** O QUE FAZER **
#1 Diga se cada afirmação abaixo está de acordo com o texto sobre a vacina contra a malária, respondendo sim ou não e citando literalmente as palavras do texto que decidem a questão. (a) O experimento contou com 56 voluntários dos EUA. (b) Os participantes foram expostos aos parasitas pela picada de mosquitos. (c) Contra o parasita homólogo, a proteção alcançou 100%.
#2 Transcreva do texto sobre a vacina contra a malária o trecho que vai de "Os voluntários receberam" até "de forma intravenosa.".
#3 Dê continuidade ao texto sobre a vacina contra a malária a partir de sua última frase.

** TRECHO SELECIONADO **
○ ○ ○ ○ ○
Um experimento inusitado pode ajudar na criação de uma vacina contra a malária. Um grupo de 56 pessoas dos EUA aceitou ser infectado pelo parasita causador da doença para, em condições de controle científico, testar a eficiência de uma fórmula protetiva. O imunizante foi administrado em parceria com medicamentos antimaláricos e induziu proteção de até 100%, segundo artigo divulgado na revista Nature. Uma segunda fase dos testes está sendo conduzida no Mali, país africano em que a enfermidade é endêmica. Os criadores da terapia acreditam que, caso os resultados se repitam, ela poderá contribuir para o combate à doença em todo o mundo.
Os voluntários receberam a vacina Sanaria, chamada também de PfSPZ, que é feita de esporozoítos atenuados (silenciados em laboratório). Essas moléculas são espécies de esporos que são transmitidos ao organismo humano por meio da picada de mosquitos infectados pelo Plasmodium falciparum, o agente infeccioso da enfermidade. Com o imunizante, o grupo recebeu pirimetamina ou cloroquina, remédios usados para tratar a malária. A combinação de abordagens é chamada quimioprofilaxia
Em seguida, sob condições cuidadosamente controladas, os voluntários foram expostos a uma cepa do parasita de origem africana, a mesma utilizada na produção da vacina (homóloga), ou a uma variante do parasita de origem brasileira (heteróloga), chamada 7G8e. A exposição em ambos os casos se deu por meio do sangue — as variantes foram inoculadas nos participantes de forma intravenosa.
A equipe observou que doses maiores da vacina foram associadas a níveis mais altos de proteção. No caso do parasita homólogo, a taxa chegou a 87,5%. Já no caso heterólogo, em participantes que o receberam com a cloroquina, a abordagem gerou proteção de 100% e durou três meses.
Segundo os cientistas, a proteção longa e para cepas heterólogas é um ganho muito importante, já que uma vacina eficaz deve proteger contra uma ampla gama de variantes do Plasmodium falciparum. “Para acabar com a malária, precisamos de uma vacina que consiga tratar esse parasita em suas diversas formas e necessitamos também de um efeito durável da imunidade, que é algo que começamos a ver nessa análise”, justificam os autores do artigo, liderados por Patrick E. Duffy, pesquisador do Instituto Nacional de Alergia e Doenças Infecciosas (Niaid), nos Estados Unidos.
O texto lembra que, até recentemente, os desenvolvedores de vacinas contra a malária buscavam proteção que durasse de duas a três semanas, com a imunidade diminuindo depois desse período. “A descoberta de 100% de proteção contra parasitas de variantes distintas em três meses é sem precedentes”, declara, em comunicado, Martin Grobusch, chefe do Centro de Medicina Tropical da Universidade de Amsterdã, ao comentar o estudo.
○ ○ ○ ○ ○
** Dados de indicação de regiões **
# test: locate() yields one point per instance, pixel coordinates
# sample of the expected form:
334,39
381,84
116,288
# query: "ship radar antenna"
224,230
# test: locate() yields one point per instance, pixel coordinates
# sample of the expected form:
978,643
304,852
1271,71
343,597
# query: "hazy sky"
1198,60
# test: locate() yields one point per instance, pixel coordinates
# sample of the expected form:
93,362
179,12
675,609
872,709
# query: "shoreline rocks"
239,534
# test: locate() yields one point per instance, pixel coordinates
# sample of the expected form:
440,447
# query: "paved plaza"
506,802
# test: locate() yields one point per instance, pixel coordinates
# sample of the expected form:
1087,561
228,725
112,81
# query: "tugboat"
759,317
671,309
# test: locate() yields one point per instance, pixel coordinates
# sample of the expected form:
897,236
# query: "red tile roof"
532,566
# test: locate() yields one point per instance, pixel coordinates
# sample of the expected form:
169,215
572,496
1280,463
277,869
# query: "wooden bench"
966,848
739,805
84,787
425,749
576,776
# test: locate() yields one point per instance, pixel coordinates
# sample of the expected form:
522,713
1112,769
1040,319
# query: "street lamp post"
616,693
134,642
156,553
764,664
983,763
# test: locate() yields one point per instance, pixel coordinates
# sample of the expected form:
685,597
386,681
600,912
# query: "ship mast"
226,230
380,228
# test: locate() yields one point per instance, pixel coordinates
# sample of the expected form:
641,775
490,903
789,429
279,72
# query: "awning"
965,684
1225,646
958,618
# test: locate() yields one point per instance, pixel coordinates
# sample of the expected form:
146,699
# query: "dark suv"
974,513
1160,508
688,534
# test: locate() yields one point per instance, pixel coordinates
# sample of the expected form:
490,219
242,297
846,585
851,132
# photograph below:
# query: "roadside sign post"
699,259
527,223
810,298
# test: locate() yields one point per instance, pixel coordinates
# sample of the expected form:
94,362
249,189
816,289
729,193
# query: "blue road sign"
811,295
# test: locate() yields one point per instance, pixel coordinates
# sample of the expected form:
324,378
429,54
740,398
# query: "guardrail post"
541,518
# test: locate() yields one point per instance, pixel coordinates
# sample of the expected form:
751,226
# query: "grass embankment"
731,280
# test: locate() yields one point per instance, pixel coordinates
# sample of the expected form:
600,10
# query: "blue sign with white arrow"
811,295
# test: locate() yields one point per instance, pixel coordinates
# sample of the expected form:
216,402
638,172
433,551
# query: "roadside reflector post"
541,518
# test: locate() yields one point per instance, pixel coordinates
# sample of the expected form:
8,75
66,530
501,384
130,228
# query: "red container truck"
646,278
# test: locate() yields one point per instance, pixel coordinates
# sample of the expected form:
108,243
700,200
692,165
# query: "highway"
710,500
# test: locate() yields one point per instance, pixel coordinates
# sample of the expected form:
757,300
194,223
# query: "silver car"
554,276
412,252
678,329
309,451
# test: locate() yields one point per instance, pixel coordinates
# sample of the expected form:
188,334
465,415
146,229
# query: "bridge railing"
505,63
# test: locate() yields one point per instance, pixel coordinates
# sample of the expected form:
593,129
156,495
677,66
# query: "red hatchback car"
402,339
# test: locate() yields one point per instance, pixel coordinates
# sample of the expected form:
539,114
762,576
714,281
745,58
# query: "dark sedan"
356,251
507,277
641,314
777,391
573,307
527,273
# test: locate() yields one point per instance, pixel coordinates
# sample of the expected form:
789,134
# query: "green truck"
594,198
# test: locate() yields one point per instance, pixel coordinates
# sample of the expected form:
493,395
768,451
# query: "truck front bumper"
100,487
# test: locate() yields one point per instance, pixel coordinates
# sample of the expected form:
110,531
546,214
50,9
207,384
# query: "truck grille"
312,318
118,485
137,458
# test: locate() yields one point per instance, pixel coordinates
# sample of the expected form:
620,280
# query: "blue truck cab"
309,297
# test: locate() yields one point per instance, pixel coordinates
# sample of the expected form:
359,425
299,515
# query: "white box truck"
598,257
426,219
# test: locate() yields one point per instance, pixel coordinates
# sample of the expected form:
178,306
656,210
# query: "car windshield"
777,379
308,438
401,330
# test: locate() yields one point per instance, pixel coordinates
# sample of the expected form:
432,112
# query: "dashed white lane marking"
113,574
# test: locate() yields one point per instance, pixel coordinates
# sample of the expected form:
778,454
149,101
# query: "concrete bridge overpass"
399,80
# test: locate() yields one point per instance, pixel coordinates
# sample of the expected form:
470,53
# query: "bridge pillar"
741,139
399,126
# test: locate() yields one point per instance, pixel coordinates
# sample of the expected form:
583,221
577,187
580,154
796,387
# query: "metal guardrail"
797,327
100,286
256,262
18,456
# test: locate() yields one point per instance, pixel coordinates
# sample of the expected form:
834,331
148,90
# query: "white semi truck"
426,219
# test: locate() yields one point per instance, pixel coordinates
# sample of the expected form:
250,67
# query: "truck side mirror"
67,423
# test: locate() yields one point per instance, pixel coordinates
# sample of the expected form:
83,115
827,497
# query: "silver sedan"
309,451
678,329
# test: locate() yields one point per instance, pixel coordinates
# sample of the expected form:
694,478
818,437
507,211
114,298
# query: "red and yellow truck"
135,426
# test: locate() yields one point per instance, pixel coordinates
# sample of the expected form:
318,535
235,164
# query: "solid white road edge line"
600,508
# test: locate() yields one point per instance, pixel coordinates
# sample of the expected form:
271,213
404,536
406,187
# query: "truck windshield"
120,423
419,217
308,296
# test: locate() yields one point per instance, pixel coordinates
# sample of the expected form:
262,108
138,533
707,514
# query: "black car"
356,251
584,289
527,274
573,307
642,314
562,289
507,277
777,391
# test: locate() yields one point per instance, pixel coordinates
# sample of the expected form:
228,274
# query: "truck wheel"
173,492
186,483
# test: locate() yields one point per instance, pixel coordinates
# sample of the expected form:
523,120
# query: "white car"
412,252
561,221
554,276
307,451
○ ○ ○ ○ ○
** RESPOSTAS DOS EXERCÍCIOS **
#1
(a) Sim: "Um grupo de 56 pessoas dos EUA aceitou ser infectado pelo parasita causador da doença".
(b) Não: "A exposição em ambos os casos se deu por meio do sangue — as variantes foram inoculadas nos participantes de forma intravenosa."
(c) Não: "No caso do parasita homólogo, a taxa chegou a 87,5%."

#2
Os voluntários receberam a vacina Sanaria, chamada também de PfSPZ, que é feita de esporozoítos atenuados (silenciados em laboratório). Essas moléculas são espécies de esporos que são transmitidos ao organismo humano por meio da picada de mosquitos infectados pelo Plasmodium falciparum, o agente infeccioso da enfermidade. Com o imunizante, o grupo recebeu pirimetamina ou cloroquina, remédios usados para tratar a malária. A combinação de abordagens é chamada quimioprofilaxia
Em seguida, sob condições cuidadosamente controladas, os voluntários foram expostos a uma cepa do parasita de origem africana, a mesma utilizada na produção da vacina (homóloga), ou a uma variante do parasita de origem brasileira (heteróloga), chamada 7G8e. A exposição em ambos os casos se deu por meio do sangue — as variantes foram inoculadas nos participantes de forma intravenosa.

#3
Saiba Mais
Segurança
O infectologista Leandro Machado explica que a decisão de combinar antimaláricos e vacina busca mais segurança na abordagem. “Por mais que os esporozoítos sejam silenciados, você precisa garantir que eles não gerem uma infecção. Com os remédios, você controla a reação do corpo, para que ela seja apenas de defesa”, detalha. “Essa é uma estratégia antiga, foi testada por um casal de brasileiros há cerca de 50 anos. Eles também silenciaram essas moléculas em laboratório e infectaram algumas pessoas, mas isso não gerou ganhos protetivos na época. Hoje, já temos essas novas tentativas com muito mais ferramentas tecnológicas disponíveis e o uso dos remédios. Por isso, temos dados positivos”, avalia.
O especialista lembra que a decisão de infectar os voluntários segue protocolos rígidos. “Todas essas pesquisas passam por um comitê de ética, que garante a segurança. O ambiente em que o estudo é feito é controlado, o número de avaliados é pequeno. São detalhes que permitem aos cientistas lidarem com o parasita da melhor forma possível. Muitos pesquisadores fazem isso, e não temos registrado problemas”, relata.
Segundo Leandro Machado, são necessários mais estudos para avaliar a eficácia da vacina, mas ele sinaliza algumas possibilidades de uso. “Com esse período de eficácia, que foi de três meses, acredito que seja uma alternativa preventiva para pessoas que vão viajar a trabalho, em alguma região que sofre com a malária, como cogitam os autores da pesquisa. Até termos algo totalmente efetivo e duradouro ainda demora mais”, opina.
Os criadores do imunizante planejam avaliá-lo em grupos maiores. “Essa abordagem de prevenção precisa avançar, ela tem que ser encarada como uma ferramenta potencial para proteger pessoas que viajam para a África. No futuro, é muito provável que contribua para um combate à malária mais amplo e ainda mais durável”, afirmam.